Textauszug ::
=-=-=

Vorallem weil die Telekom sagte das Heavy User 10-20 € MEHR im Gegensatz zu heute zahlen müssen. Das lässt doch eindeutig darauf schließen das sie die alten Preise beibehalten. Wäre ja auch quark. Ich zahle jetzt 35€ und der der 1 Jahr später kommt zahlt nur noch 25€ und für 35 Gibs dann wieder ne Flat? Dann könnten alle jetztigen Neuverträge ja einfach fürs gleiche Geld zurück zur Flat wechseln


----------



## majinvegeta20 (13. Juni 2013)

Atothedrian schrieb:


> Vorallem weil die Telekom sagte das Heavy User 10-20 € MEHR im Gegensatz zu heute zahlen müssen. Das lässt doch eindeutig darauf schließen das sie die alten Preise beibehalten. Wäre ja auch quark. Ich zahle jetzt 35€ und der der 1 Jahr später kommt zahlt nur noch 25€ und für 35 Gibs dann wieder ne Flat? Dann könnten alle jetztigen Neuverträge ja einfach fürs gleiche Geld zurück zur Flat wechseln


 
Du hast es noch immer nicht verstanden...
Geringere geschwindigkeiten bzw die tarife mit den geringsten datenvolumen werden weniger kosten, das drüber bleibt wie gehabt und wenn man alles will ohne Drosselung zahlt man mehr. 
Rat mal was zum Start Entertain gekostet hat...auch mal gute 15-20 euro mehr als heute. Das Selbe grad mit FTTH. 



DAkuma schrieb:


> Das ist falsch, private(Firmen betrifft es nicht) Bestandskunden haben alle bis 2016 entweder neue verträge oder sind raus. T-Com will bis 2016 alle Kunden auf mind. IP bzw. modernere Technik umstellen, im zuge dessen gibt es so oder so eine änderung weil DSL-IP&co nicht mit den alten verträgen gedeckt sind. Im zuge dessen gibts tarifänderung/Agb-änderung auch für Bestandskunden, dieser muss man zustimmen oder nicht. Bei letzterem ist die T-Com auch nicht verpflichtet zu verlängern. Die müssen sich nur rechtzeitig melden, da das ganze immer noch ein zweiseitiges Rechtsgeschäft ist..

=-=-=

Datensatzinhalt ::
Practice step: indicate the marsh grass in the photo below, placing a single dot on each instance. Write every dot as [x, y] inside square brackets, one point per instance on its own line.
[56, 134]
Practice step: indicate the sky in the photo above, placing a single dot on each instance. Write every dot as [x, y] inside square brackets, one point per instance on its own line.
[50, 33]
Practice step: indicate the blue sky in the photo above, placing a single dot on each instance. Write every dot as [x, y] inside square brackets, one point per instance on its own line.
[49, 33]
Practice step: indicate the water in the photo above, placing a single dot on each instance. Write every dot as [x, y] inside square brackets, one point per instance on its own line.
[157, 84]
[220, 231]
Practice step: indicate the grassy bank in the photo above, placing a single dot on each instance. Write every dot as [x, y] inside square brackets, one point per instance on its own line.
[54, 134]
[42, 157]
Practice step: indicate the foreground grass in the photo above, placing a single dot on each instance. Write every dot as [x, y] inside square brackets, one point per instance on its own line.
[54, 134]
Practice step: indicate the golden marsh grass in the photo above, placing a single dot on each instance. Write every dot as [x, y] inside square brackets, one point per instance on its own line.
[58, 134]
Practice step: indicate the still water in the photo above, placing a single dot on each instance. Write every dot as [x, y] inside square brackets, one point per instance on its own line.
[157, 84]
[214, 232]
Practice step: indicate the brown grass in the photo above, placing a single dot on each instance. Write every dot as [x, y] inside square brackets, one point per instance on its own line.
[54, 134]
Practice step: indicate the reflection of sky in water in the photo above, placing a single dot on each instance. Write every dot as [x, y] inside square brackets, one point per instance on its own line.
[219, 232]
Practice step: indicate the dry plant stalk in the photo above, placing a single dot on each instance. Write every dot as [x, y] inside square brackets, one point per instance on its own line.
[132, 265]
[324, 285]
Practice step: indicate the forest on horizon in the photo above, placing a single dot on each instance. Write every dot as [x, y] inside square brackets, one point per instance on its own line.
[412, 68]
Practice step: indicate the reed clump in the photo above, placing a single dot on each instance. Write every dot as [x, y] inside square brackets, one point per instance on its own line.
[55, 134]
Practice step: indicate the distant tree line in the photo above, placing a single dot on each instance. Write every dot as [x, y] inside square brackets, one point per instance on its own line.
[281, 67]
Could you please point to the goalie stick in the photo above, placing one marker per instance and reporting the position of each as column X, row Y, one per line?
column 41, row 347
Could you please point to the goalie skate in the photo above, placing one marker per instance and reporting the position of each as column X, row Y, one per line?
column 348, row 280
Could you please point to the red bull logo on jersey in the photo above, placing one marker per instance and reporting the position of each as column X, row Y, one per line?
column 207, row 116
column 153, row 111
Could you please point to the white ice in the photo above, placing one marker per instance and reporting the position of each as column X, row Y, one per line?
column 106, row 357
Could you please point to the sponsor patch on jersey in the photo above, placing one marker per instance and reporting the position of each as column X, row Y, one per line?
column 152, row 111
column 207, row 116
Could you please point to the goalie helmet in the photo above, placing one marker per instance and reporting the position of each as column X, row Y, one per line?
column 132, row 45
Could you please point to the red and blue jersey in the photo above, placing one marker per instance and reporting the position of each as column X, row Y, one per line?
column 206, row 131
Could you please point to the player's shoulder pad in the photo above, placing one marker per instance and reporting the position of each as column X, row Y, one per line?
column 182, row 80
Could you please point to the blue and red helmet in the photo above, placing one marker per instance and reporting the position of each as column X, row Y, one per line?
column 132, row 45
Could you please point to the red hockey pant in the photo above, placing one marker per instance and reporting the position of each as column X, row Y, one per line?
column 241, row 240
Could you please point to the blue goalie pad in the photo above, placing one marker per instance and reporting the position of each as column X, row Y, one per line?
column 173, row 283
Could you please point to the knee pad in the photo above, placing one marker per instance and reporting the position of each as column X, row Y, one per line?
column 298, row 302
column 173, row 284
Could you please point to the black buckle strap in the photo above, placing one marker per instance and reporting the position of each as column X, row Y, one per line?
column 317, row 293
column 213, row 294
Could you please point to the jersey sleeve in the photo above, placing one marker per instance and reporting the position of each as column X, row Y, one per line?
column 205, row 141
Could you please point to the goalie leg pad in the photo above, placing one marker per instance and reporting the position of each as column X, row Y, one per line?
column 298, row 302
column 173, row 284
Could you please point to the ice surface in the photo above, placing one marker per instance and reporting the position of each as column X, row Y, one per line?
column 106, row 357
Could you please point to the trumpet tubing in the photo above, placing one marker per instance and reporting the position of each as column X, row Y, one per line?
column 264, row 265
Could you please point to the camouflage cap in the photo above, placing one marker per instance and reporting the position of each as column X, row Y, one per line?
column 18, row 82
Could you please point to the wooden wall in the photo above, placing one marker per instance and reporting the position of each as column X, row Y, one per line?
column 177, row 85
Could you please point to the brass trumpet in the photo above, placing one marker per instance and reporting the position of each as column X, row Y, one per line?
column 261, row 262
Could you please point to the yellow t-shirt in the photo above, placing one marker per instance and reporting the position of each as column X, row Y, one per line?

=-=-=

Deine Aufgabe :: Bis zu welchem Jahr will die T-Com laut dem Textauszug alle Kunden auf mindestens IP bzw. modernere Technik umstellen? Die Zeilen spielen hierfür keine Rolle.

Ergebnis der Übung :: Bis 2016.